§ **STUDY TEXT**:
※

Reflection & Inspiration-2014

It was one year ago that my mom was diagnosed with melanoma-eight weeks later I would loose her to cancer. Life felt completely out of control.

But I kept writing. I felt like I should have been doing something else like some mind-blowing fund raiser to help pay for her medical costs, or take her away to some new age cancer treatment center in the bowels of Mexico, but I couldn’t-she was just too sick to travel. I had to face the fact that there was nothing I could do to stop this ugly disease from taking her life. But she reminded me that there was something I could do. Keep writing-never give up-never. I had to keep this light shining while I was with her. It was a beautiful bond that we shared. I called her a fookin’ genius, she called me a fookin’ genius. She shared with me whatever came to her mind as I sat with her at bedside writing down poems about children and their mothers, or stories about ravens and coyotes. Writing kept both of us alive and sane. While she slept during the day as myself and my two sisters cared for her the first week, I took the time to write about how shitty this situation was.

 Thursday, Jan. 17

 There is no ‘me’ when someone is dying of cancer.

 I am tired. Not much sleep last night. Feeling sorry for myself and feeling that flight response. I want to run away. A pattern like this, human or not, has no place here. Cancer puts everything into perspective. You are nothing. We orbit around my mother and cancer. Be with your heart, be in the moment. That is who you are right now. You are not here to change anything. 

The hardest part was leaving her and to return back to my family, to my own life. My body was home, my mind and soul were not. I worried and waited for any news about her, I talked with her daily on the phone, each week that went by she got weaker and weaker.

But I continued to write. I poured my anger, frustration and sadness into a YA novel I started that coincidentally is about her and myself when I was a teenager. I haven’t looked back at that writing since. 

My next trip out to New Mexico to see her I thought would be my last. But I made one more trip after she begged me to ‘help her die.’ I did not deny her that. I knew this would be the hardest trip. I began a knitting project, writing no longer held its magic in releasing me from the pain of my mother dying. My sisters and I read her poetry to her at bedside when she could no longer speak. I knew what poems she loved the most and wanted to hear. We played Beethoven for her, Mozart and Bach. My mother passed away to another life at 2:15 on Tuesday, March 12th, 2013. I loved her dearly. She was my friend, my writing coach-my mother. I miss her but what she left me was the greatest gift: the joy of writing.

※

§ **SUPPLIED DATA**:
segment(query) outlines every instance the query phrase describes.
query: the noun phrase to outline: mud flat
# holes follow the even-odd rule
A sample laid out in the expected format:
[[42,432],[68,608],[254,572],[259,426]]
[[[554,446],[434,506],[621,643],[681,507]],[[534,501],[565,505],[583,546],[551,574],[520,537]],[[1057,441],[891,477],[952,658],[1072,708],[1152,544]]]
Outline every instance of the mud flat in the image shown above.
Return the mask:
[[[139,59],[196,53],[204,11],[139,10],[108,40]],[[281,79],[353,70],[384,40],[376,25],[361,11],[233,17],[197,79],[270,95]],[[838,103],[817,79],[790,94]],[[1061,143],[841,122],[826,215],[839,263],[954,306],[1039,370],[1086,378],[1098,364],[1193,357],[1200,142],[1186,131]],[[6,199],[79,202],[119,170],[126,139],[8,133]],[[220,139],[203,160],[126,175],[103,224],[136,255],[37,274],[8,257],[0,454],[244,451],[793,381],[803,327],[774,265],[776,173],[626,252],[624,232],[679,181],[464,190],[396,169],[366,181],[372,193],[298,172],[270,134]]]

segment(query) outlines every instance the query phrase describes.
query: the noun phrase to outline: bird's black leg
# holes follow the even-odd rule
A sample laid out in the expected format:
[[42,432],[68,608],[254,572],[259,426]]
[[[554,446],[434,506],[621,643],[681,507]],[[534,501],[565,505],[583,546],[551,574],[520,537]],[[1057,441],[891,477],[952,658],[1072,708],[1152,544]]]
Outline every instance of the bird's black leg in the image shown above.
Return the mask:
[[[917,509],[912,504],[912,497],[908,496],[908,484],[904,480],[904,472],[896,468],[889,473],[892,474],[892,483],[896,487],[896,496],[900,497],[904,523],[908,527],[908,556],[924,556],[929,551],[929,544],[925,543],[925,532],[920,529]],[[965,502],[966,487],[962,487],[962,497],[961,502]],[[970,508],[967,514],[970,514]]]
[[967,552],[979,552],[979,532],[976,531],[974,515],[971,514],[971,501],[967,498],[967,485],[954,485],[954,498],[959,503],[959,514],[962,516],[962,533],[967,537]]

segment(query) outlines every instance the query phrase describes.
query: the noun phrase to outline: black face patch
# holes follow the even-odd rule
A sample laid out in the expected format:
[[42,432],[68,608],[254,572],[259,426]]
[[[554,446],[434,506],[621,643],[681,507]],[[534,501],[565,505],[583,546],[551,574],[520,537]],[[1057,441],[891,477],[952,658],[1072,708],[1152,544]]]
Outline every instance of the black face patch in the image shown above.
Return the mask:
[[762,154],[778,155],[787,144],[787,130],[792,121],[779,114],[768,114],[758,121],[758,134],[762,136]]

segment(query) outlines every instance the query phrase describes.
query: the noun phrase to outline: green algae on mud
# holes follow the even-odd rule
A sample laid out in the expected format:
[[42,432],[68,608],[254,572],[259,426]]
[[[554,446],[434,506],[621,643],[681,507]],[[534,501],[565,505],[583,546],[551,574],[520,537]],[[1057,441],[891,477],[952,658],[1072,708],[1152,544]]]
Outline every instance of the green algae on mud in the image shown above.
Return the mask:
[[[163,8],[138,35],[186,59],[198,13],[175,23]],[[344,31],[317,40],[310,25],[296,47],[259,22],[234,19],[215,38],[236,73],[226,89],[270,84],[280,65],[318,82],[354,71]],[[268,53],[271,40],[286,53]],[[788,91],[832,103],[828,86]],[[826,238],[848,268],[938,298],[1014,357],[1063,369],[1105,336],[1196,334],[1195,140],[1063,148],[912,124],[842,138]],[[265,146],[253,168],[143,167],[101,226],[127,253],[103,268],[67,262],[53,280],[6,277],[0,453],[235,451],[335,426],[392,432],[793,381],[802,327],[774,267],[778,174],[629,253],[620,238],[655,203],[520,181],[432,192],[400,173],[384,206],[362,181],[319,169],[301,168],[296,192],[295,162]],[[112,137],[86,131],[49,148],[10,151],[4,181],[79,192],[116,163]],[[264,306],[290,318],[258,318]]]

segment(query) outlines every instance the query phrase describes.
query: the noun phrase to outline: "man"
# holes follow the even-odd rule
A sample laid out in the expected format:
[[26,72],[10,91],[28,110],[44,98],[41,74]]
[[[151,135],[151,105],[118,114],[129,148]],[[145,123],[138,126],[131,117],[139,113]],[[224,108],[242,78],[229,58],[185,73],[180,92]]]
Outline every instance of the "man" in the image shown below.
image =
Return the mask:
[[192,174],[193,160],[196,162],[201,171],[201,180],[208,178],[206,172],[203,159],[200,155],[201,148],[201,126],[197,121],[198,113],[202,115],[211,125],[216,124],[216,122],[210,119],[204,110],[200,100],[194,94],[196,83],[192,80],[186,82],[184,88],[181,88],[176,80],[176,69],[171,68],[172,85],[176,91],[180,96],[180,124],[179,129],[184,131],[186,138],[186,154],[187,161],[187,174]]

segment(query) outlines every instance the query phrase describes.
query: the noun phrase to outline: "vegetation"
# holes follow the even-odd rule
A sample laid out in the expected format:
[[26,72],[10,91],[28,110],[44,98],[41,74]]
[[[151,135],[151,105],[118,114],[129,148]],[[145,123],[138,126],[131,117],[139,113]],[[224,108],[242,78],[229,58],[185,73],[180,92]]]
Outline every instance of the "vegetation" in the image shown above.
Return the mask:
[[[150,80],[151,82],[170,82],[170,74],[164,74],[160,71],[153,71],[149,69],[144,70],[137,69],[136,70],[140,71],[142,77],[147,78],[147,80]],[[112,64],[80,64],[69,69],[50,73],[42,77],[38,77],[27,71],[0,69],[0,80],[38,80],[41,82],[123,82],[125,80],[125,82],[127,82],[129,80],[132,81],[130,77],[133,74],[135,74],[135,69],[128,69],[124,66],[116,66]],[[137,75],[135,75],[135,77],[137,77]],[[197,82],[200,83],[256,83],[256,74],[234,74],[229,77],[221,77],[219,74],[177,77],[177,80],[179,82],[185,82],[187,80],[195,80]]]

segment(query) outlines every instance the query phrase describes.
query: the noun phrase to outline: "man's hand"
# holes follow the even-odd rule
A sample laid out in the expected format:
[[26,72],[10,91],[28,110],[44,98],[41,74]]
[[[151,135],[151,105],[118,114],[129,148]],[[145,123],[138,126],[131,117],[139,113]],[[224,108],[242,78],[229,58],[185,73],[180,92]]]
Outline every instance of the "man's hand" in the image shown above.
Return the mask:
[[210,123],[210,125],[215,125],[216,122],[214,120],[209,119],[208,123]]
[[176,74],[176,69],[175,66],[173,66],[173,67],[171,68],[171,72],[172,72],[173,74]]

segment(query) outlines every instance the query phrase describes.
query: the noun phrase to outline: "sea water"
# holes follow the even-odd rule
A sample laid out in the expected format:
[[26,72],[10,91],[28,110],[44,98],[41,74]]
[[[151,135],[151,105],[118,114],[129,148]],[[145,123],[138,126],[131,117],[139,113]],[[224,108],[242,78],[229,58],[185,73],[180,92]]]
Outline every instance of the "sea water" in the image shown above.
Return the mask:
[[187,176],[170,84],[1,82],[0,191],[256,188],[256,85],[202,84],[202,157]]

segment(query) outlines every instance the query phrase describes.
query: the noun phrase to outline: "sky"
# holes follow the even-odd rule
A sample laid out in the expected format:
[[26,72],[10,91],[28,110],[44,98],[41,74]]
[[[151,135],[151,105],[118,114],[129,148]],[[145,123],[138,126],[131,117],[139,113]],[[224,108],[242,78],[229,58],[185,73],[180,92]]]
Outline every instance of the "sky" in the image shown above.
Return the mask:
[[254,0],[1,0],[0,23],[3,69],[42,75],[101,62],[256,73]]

※

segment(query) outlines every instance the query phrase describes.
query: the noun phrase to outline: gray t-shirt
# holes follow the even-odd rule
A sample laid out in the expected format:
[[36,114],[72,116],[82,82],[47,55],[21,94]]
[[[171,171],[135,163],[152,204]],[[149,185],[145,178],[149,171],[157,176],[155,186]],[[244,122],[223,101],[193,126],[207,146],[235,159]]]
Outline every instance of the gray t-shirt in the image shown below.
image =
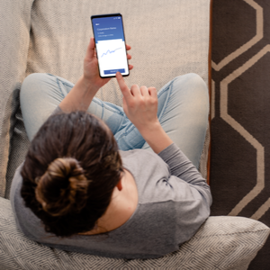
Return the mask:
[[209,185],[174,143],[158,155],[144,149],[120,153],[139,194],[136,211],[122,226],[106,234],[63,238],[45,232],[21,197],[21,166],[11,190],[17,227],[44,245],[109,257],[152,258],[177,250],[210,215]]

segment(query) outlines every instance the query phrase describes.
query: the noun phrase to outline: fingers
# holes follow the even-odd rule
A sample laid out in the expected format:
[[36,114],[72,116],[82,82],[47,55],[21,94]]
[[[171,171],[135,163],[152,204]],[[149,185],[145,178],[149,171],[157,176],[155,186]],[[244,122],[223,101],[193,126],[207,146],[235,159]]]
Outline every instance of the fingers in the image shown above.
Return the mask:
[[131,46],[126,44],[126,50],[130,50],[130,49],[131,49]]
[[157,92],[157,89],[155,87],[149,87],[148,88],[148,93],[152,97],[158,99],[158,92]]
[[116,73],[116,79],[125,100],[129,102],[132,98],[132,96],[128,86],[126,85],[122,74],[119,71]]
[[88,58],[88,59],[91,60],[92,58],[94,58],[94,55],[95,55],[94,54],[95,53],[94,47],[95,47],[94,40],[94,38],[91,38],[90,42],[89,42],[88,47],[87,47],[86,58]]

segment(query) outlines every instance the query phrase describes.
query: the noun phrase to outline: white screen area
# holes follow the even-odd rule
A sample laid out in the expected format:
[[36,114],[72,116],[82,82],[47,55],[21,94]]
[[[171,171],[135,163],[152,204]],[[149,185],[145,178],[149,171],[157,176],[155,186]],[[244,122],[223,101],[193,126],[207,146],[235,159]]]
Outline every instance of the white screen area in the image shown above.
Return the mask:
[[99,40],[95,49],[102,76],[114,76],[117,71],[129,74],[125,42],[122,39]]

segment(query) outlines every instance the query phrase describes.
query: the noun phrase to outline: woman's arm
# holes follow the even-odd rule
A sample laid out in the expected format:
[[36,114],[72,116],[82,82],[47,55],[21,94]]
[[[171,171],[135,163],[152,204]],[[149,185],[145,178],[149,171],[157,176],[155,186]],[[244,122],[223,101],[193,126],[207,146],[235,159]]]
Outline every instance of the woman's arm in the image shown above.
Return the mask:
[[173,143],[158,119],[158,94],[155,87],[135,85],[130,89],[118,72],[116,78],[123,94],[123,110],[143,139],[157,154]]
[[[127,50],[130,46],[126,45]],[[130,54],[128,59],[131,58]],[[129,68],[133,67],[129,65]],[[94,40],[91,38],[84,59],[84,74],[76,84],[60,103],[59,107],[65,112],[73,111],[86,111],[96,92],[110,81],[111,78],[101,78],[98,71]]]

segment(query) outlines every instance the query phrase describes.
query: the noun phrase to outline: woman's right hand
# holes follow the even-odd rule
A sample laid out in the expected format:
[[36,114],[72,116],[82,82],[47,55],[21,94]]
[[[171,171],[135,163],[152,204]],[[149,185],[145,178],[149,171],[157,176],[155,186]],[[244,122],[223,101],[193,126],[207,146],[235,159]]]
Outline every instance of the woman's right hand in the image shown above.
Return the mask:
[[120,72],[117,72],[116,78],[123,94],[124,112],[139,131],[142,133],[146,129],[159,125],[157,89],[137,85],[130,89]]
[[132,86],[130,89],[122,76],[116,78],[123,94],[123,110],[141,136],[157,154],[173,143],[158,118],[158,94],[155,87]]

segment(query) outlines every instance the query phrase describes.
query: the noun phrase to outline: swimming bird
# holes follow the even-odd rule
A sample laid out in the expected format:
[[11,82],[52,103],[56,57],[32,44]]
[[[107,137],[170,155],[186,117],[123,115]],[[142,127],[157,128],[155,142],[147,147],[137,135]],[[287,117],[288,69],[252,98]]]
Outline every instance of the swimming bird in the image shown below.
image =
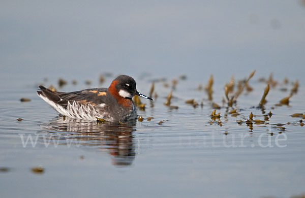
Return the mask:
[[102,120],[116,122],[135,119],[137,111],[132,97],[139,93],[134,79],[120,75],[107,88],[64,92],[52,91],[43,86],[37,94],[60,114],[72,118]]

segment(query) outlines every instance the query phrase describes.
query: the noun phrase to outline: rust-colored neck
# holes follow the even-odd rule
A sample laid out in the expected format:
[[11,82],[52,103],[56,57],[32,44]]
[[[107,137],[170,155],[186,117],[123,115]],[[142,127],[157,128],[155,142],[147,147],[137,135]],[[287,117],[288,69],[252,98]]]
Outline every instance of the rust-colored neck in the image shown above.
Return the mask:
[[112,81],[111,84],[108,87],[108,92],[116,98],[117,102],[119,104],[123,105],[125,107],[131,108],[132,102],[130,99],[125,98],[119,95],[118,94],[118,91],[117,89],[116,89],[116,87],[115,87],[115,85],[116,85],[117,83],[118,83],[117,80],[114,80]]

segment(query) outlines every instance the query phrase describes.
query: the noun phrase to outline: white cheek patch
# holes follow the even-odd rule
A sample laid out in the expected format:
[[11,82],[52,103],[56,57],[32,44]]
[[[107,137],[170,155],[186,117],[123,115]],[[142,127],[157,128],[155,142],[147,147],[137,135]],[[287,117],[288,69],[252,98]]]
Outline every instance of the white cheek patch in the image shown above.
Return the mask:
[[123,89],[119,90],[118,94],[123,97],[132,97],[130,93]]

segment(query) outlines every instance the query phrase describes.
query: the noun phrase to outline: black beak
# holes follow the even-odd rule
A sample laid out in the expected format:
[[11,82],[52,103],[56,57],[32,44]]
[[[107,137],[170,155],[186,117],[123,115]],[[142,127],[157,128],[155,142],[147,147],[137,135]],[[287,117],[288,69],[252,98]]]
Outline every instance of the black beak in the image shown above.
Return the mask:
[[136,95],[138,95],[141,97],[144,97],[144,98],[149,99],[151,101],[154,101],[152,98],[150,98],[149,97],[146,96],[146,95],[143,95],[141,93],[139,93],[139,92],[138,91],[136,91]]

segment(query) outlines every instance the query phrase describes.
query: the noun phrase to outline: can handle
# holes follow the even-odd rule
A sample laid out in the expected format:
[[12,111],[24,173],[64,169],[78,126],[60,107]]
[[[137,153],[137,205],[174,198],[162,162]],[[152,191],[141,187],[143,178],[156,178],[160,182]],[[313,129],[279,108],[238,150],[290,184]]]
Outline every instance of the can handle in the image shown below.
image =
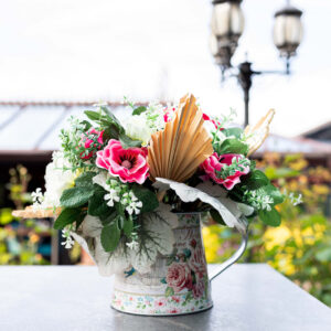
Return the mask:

※

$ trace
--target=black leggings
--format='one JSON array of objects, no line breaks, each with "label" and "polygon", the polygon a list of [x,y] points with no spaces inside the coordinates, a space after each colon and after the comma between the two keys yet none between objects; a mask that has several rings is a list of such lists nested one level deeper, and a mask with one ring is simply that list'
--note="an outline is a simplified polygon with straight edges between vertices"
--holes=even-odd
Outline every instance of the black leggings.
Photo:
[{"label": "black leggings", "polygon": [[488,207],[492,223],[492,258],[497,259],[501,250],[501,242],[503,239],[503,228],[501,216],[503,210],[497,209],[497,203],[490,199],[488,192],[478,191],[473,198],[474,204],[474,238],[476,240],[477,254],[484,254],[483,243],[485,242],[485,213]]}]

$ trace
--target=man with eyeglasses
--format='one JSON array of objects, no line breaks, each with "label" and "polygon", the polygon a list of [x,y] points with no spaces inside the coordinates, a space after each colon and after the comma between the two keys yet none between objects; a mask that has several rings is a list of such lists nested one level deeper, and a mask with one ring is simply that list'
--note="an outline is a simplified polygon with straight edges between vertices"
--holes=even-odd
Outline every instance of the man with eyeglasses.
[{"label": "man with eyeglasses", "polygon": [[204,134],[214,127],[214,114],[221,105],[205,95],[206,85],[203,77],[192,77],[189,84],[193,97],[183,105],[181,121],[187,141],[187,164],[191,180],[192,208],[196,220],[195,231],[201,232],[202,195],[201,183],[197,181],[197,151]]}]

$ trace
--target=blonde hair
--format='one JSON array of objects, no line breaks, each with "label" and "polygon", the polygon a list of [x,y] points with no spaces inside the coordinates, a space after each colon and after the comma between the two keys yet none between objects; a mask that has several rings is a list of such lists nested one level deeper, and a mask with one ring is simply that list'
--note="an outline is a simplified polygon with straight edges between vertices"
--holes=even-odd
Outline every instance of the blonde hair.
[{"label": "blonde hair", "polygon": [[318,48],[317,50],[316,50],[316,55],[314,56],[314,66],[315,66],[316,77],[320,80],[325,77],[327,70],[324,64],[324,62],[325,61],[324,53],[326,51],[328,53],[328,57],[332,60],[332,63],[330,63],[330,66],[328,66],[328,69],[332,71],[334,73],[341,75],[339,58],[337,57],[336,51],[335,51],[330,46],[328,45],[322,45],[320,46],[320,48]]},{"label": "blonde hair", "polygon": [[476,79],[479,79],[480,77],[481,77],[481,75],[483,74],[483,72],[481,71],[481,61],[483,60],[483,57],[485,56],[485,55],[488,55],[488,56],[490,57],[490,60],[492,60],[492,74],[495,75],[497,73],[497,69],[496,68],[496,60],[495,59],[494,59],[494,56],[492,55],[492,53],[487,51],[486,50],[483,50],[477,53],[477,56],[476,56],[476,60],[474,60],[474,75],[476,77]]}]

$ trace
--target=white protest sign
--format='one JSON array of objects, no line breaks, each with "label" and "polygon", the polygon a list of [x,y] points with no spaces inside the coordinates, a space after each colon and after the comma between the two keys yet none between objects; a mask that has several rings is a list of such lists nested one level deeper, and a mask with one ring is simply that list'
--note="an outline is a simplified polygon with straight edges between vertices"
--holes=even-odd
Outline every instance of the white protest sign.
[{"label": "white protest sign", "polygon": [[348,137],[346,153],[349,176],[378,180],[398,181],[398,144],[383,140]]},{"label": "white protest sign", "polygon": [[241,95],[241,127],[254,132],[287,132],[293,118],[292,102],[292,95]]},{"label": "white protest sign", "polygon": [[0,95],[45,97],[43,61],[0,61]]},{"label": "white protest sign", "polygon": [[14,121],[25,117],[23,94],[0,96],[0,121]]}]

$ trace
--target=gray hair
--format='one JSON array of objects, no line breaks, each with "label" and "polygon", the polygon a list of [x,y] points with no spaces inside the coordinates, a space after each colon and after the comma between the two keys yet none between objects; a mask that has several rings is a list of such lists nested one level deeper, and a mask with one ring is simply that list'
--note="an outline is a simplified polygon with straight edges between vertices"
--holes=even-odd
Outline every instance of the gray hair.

※

§ **WHAT TO WORK ON**:
a) According to the reflection, when did the writer's mother pass away?
b) List every composer whose music the reflection says was played for the mother.
The data plays no part in these tasks.

§ **SOLUTION LIST**:
a) She passed away at 2:15 on Tuesday, March 12th, 2013.

b) Beethoven, Mozart, Bach